*To do:* Apart from the images, output the data below exactly.

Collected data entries
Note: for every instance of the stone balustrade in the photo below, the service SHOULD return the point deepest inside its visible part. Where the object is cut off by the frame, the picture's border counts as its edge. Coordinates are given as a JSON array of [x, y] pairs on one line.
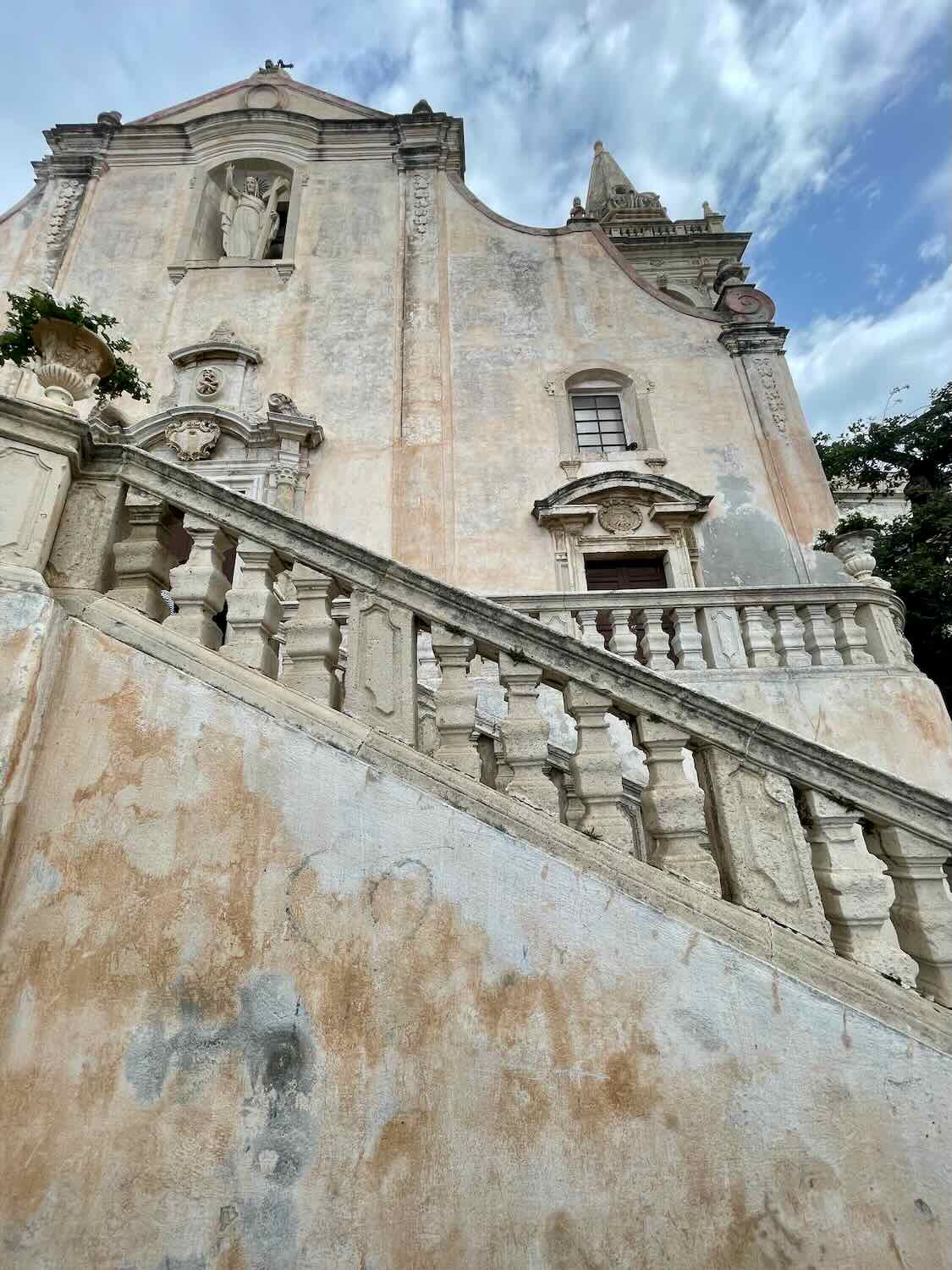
[[847, 855], [733, 629]]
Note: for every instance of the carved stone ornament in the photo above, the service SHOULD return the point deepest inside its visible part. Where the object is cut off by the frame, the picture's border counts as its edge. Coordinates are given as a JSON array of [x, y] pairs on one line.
[[73, 360], [746, 304], [193, 439], [208, 381], [619, 516]]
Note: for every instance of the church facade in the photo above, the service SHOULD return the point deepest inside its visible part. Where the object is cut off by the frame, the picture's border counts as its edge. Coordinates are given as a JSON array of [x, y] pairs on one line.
[[515, 528]]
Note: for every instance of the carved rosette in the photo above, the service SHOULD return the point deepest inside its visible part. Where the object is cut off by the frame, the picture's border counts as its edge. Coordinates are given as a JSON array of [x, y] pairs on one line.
[[193, 439], [619, 516], [208, 381]]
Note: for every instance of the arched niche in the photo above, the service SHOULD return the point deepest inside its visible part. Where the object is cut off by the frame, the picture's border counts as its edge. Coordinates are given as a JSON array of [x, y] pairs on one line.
[[201, 246], [619, 515]]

*Written response:*
Note: for every instance of the stone balustrade in the photo below, the service SHOULD return the point deepest inside its visible part. Where the object is cut off by the frame, the picture's border counts as its edge. Coordinates are given as a JSON array of [x, y] pairs on one line.
[[847, 855], [733, 629]]
Note: for every instance of the carved stone ornament in the photo above, the service SHOULD return the point deepest inside its visible part. Where the object is cut off by the frame, the picture's border counts as its edge. Coordinates are given as a JSON array of [x, y] pairs on one line.
[[73, 360], [746, 304], [193, 439], [208, 381], [619, 516]]
Note: for every instance of the church facade in the photo above, the service SHOULD return the point deepest inside its visible part. Where the object is cut off by the frame, the picture's border counts as its edge. Coordinates are given as a JSON array of [x, y] pairs on one line.
[[515, 528]]
Note: for every instance of the carved rosette in the photo above, the service SHOULD return the point deepest inside its visible part. Where the object is cut off by the frame, the picture's border counts as its edge. Coordinates are given as a JSON array of [x, y] pairs on one line.
[[193, 439], [619, 516], [208, 381]]
Note: for every instance of the arched niche in the photo above, the service SHOULD return the point deepest inside its visible part. Where the object is cut off by the frame, the picture's border counts as its edge. Coordinates are given as a JSON array of [x, y] pairs on one line.
[[201, 246], [619, 515]]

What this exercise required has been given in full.